Transcribe every entry below word for word, but skip the pictures.

===============

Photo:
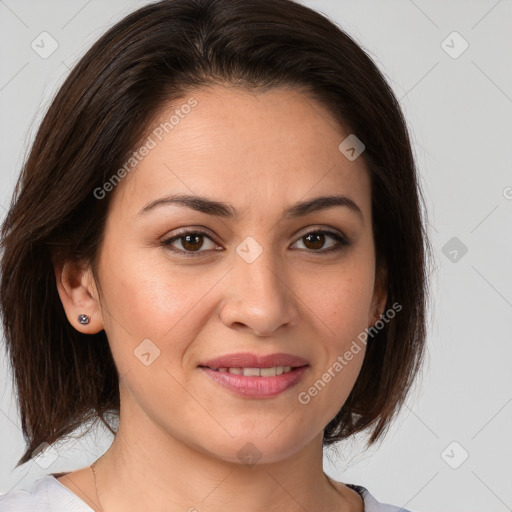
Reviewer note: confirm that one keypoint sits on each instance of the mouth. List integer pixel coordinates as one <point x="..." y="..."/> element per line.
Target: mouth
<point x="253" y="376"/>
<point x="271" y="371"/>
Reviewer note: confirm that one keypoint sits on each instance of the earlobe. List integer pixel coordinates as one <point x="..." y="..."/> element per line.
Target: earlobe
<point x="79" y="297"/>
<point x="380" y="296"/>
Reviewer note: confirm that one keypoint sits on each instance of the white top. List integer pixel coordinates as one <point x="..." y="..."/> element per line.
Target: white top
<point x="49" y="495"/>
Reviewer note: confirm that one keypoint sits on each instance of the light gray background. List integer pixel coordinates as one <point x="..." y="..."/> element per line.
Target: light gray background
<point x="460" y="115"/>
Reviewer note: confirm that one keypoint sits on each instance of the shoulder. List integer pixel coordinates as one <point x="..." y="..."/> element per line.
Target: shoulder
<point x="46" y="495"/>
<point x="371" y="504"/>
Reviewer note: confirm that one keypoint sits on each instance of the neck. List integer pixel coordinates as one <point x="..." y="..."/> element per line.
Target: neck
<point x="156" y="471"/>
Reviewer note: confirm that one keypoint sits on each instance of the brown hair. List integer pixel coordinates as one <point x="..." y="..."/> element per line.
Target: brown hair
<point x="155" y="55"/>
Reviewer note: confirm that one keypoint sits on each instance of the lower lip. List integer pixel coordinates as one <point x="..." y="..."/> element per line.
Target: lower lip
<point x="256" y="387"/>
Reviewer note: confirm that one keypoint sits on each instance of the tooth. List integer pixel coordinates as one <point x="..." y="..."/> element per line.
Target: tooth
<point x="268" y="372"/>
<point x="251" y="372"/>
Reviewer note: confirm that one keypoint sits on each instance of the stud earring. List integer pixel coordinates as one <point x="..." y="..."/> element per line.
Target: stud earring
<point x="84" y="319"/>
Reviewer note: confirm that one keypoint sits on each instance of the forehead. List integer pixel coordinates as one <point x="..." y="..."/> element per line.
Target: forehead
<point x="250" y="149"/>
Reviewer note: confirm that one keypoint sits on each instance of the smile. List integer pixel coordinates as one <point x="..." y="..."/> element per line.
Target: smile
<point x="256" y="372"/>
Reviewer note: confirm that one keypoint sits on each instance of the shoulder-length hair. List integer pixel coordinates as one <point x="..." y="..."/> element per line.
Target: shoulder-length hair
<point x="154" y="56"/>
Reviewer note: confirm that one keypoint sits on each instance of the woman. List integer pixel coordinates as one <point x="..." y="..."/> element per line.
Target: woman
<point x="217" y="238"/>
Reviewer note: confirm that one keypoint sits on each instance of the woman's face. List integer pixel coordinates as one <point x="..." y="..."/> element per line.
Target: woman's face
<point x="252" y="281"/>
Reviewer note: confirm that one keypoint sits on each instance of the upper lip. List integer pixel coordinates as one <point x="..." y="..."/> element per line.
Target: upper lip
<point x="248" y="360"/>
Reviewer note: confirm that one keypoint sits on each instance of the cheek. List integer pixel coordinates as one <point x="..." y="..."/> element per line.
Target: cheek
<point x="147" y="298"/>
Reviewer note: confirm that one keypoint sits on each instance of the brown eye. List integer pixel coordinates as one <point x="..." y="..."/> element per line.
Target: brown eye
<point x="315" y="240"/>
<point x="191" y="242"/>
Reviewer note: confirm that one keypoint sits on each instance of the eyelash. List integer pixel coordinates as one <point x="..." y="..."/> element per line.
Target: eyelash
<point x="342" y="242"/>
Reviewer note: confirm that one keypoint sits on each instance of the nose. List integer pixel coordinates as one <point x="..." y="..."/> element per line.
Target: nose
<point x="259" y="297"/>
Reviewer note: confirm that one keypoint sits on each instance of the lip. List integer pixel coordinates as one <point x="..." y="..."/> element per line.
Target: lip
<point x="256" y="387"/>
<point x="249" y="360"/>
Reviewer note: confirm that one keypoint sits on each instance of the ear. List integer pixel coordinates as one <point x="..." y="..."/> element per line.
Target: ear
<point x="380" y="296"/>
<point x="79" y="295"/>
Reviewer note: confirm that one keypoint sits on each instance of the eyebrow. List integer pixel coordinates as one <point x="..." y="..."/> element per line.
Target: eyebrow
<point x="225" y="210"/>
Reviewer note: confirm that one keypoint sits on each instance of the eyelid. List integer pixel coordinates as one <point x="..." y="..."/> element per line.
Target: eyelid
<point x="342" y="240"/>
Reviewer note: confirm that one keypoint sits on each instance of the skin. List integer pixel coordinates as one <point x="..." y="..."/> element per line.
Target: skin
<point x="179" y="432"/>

===============

**RESPONSE TO THIS EXERCISE:**
Photo:
Reviewer note: confirm that one keypoint sits on each instance of the mouth. List integer pixel coordinates as one <point x="..." y="..."/> element per line.
Target: mouth
<point x="253" y="376"/>
<point x="271" y="371"/>
Reviewer note: confirm that one keypoint sits on each instance of the earlobe. List integer pixel coordinates as one <point x="..." y="..."/> element per line.
Target: earlobe
<point x="79" y="297"/>
<point x="380" y="296"/>
Reviewer note: confirm that one keypoint sits on each instance of the white top. List integer pixel coordinates as one <point x="..." y="..."/> element per line.
Target: white top
<point x="49" y="495"/>
Reviewer note: confirm that one keypoint sits on each instance of the light gray background. List integer pixel coordinates as one <point x="..." y="..."/> element per line.
Target: light gray background
<point x="460" y="115"/>
Reviewer note: confirm that one keypoint sits on each instance of the shoulder. List integer pixel coordinates as one <point x="..." y="..."/> element per line.
Target: shoulder
<point x="46" y="495"/>
<point x="371" y="504"/>
Reviewer note: confirm that one keypoint sits on each instance of the neck. List integer pixel coordinates as one <point x="..." y="..."/> element per line.
Target: neck
<point x="156" y="471"/>
Reviewer note: confirm that one keypoint sits on each instance of the brown hair. List integer pixel coordinates as one <point x="..." y="..."/> element per line.
Target: brown hair
<point x="155" y="55"/>
Reviewer note: confirm that one keypoint sits on each instance of the lower lip. List integer pixel coordinates as one <point x="..." y="..."/> element per line.
Target: lower lip
<point x="256" y="387"/>
Reviewer note: confirm that one keypoint sits on each instance of the tooth. List integer pixel coordinates as one <point x="..." y="..."/> element per line.
Target: tooth
<point x="268" y="372"/>
<point x="251" y="372"/>
Reviewer note: confirm that one keypoint sits on each instance of the stud earring. List integer pixel coordinates as one <point x="..." y="..."/> element per line.
Target: stud earring
<point x="84" y="319"/>
Reviewer note: confirm that one keypoint sits on each instance of the forehead. List integer pixel coordinates as one <point x="..." y="..."/> element per line.
Target: forehead
<point x="250" y="149"/>
Reviewer note: confirm that one keypoint sits on each instance of the smile. List integer pixel coordinates as one <point x="..." y="..."/> element per line.
Target: smile
<point x="256" y="372"/>
Reviewer note: confirm that one keypoint sits on each instance of the shoulder-length hair. List integer pixel coordinates as one <point x="..." y="..."/> element per line.
Target: shoulder-length hair
<point x="154" y="56"/>
Reviewer note: confirm that one keypoint sits on each instance of the woman. List integer pixel coordinates as one <point x="..." y="..."/> element per line.
Target: woman
<point x="217" y="238"/>
Reviewer note: confirm that one keypoint sits on each instance of the woman's face. List integer pixel coordinates as one <point x="..." y="..."/> element per line.
Target: woman's face
<point x="252" y="281"/>
Reviewer note: confirm that one keypoint sits on each instance of the upper lip. List integer pixel coordinates as one <point x="..." y="..."/> element per line.
Target: upper lip
<point x="248" y="360"/>
Reviewer note: confirm that one keypoint sits on each instance of the cheek. List integer pixel coordinates as one <point x="..." y="..."/> element per line.
Target: cheek
<point x="147" y="298"/>
Reviewer note: confirm that one keypoint sits on each instance of the brown eye. List integer pixel coordinates as one <point x="..." y="..."/> element per line.
Target: brown eye
<point x="315" y="240"/>
<point x="191" y="242"/>
Reviewer note: confirm that one keypoint sits on each instance of the eyelash. List integer pixel coordinates as one <point x="..." y="..."/> element per line.
Target: eyelash
<point x="342" y="242"/>
Reviewer note: confirm that one keypoint sits on each instance of the nose. List integer pixel coordinates as one <point x="..." y="..."/> element per line.
Target: nose
<point x="259" y="297"/>
Reviewer note: confirm that one keypoint sits on each instance of the lip. List integer pixel coordinates as one <point x="..." y="..."/> element per line.
Target: lip
<point x="256" y="387"/>
<point x="249" y="360"/>
Reviewer note: confirm that one keypoint sits on each instance of the ear. List integer pixel coordinates as one <point x="..." y="..."/> element per line.
Target: ear
<point x="380" y="296"/>
<point x="79" y="295"/>
Reviewer note: confirm that one keypoint sits on each instance of the eyebrow. List integer pixel coordinates as one <point x="..." y="..."/> element per line.
Target: eyebrow
<point x="225" y="210"/>
Reviewer note: confirm that one keypoint sits on each instance of the eyelid. List integer pixel coordinates as one <point x="..." y="..."/> element per line.
Target: eyelid
<point x="342" y="240"/>
Reviewer note: confirm that one keypoint sits on each instance of the skin. List integer pixel coordinates as one <point x="..." y="..."/> element per line.
Target: skin
<point x="179" y="432"/>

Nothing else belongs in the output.